_Dataset records:_
────

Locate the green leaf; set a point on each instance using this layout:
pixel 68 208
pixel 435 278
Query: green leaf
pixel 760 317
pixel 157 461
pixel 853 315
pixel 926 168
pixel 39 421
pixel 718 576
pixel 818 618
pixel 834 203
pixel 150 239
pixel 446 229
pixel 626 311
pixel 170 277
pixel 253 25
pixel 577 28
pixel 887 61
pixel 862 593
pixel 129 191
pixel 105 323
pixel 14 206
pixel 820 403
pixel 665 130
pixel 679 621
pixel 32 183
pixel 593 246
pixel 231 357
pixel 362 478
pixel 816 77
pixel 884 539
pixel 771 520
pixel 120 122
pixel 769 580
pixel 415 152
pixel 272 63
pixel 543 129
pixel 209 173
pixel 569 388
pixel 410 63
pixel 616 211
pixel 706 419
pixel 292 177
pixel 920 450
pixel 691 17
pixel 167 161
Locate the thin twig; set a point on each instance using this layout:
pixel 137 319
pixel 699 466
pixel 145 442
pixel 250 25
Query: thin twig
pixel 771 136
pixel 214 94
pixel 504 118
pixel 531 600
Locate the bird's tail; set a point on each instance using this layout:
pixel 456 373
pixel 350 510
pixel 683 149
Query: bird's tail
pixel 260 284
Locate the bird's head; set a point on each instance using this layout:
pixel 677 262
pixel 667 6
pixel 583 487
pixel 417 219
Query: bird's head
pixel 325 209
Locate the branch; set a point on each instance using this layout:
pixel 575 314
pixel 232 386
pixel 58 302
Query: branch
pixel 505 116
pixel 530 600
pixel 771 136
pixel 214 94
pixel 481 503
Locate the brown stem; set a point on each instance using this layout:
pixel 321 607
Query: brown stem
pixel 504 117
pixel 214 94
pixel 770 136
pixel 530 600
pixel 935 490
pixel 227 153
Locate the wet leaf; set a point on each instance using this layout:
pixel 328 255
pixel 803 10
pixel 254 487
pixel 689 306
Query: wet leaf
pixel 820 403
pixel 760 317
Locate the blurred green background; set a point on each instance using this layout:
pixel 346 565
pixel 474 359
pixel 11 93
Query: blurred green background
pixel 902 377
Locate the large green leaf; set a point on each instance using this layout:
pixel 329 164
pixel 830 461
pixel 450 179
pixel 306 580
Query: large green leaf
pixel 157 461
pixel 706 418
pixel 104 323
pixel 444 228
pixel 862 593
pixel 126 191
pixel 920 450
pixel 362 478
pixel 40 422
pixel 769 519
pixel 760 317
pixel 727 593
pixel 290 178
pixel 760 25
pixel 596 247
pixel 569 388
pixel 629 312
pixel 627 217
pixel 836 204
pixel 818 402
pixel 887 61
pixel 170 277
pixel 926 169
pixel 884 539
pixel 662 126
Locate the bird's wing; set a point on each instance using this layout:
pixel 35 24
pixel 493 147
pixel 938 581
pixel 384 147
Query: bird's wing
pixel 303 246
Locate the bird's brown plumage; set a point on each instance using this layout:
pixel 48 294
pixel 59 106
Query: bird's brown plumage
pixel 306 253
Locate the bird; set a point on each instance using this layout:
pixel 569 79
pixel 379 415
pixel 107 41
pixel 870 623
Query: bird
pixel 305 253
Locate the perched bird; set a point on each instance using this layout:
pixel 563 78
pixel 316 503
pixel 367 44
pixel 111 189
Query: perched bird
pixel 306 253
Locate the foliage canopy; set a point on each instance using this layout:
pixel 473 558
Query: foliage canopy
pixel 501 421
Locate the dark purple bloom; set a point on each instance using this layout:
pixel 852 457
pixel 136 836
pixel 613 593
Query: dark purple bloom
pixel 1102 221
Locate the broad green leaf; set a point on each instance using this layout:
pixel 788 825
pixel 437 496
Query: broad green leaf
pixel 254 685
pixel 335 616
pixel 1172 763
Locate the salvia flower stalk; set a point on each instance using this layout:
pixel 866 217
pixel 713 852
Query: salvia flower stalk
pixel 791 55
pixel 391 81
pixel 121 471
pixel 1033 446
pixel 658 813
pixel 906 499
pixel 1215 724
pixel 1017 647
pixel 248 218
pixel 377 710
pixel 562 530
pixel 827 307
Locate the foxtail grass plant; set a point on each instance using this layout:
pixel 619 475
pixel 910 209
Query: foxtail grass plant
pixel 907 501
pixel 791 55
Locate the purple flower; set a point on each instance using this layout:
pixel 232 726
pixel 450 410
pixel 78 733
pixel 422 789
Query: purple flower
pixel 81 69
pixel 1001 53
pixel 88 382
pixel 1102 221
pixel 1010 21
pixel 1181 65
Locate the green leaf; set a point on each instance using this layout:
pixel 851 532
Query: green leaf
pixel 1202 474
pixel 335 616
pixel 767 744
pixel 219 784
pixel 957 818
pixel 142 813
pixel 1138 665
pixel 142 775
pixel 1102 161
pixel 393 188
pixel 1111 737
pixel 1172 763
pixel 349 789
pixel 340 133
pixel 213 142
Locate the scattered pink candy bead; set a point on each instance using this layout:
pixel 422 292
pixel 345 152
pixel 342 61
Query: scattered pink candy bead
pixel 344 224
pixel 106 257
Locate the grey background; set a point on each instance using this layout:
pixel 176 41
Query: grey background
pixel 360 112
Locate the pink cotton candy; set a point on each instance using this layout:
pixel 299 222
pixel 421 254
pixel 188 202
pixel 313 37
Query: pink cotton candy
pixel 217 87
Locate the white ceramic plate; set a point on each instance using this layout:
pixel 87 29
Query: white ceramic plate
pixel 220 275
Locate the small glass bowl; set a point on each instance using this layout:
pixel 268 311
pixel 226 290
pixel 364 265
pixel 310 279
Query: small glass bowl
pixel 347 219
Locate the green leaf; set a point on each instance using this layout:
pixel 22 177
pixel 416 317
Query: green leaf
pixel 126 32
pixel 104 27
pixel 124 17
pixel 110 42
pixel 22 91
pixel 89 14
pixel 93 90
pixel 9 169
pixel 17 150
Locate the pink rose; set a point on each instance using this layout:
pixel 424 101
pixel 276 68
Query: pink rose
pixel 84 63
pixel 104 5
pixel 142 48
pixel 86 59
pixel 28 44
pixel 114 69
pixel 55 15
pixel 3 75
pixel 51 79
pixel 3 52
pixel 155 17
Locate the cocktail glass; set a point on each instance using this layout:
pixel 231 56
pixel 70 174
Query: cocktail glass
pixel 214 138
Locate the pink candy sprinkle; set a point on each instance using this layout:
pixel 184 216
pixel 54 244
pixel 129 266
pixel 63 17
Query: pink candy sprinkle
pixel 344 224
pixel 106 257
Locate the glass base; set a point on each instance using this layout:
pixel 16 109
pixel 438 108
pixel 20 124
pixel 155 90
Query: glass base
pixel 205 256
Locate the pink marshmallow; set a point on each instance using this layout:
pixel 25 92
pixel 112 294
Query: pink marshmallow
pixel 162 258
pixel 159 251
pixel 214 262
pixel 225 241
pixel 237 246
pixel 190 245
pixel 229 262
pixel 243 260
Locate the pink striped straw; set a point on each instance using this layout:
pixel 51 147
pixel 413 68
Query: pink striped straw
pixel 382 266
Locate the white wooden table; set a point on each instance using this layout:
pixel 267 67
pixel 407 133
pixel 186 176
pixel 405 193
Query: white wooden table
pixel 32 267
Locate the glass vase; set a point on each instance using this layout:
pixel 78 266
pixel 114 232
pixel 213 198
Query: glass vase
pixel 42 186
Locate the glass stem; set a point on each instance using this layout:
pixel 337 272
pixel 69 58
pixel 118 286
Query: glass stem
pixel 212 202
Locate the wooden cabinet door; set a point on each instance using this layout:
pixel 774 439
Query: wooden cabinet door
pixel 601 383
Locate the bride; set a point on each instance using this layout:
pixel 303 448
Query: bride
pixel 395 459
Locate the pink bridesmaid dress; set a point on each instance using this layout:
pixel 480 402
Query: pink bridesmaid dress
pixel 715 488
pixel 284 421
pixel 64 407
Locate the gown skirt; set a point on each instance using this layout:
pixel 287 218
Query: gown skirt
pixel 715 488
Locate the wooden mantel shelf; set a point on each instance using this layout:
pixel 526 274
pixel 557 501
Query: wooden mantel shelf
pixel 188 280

────

Reproduce the data verbatim, starting with the line that contains "Locate the pink striped" and ending with the final line of the data, both included.

Locate the pink striped straw; set a point on each instance using this layout:
pixel 51 147
pixel 413 68
Query: pink striped straw
pixel 382 266
Locate the white wooden table; set a point on each instance using this layout:
pixel 267 67
pixel 407 133
pixel 186 176
pixel 405 193
Query: white wooden table
pixel 32 267
Locate the glass vase; set a point on each instance using this layout:
pixel 78 266
pixel 114 232
pixel 213 198
Query: glass vase
pixel 42 186
Locate the glass stem; set a point on each instance using this layout:
pixel 337 272
pixel 69 58
pixel 118 286
Query: glass stem
pixel 212 202
Locate the wooden cabinet door; set a point on each instance using this layout:
pixel 774 439
Query: wooden cabinet door
pixel 601 383
Locate the bride; set a point on each instance using this layout:
pixel 303 448
Query: bride
pixel 395 459
Locate the pink bridesmaid dress; set a point on each instance using this layout:
pixel 480 402
Query: pink bridesmaid dress
pixel 715 488
pixel 284 421
pixel 64 407
Locate the gown skirt; set a point on each instance using this layout:
pixel 287 218
Query: gown skirt
pixel 715 488
Locate the wooden mantel shelf; set a point on each instance using this layout:
pixel 526 274
pixel 557 501
Query: wooden mantel shelf
pixel 188 280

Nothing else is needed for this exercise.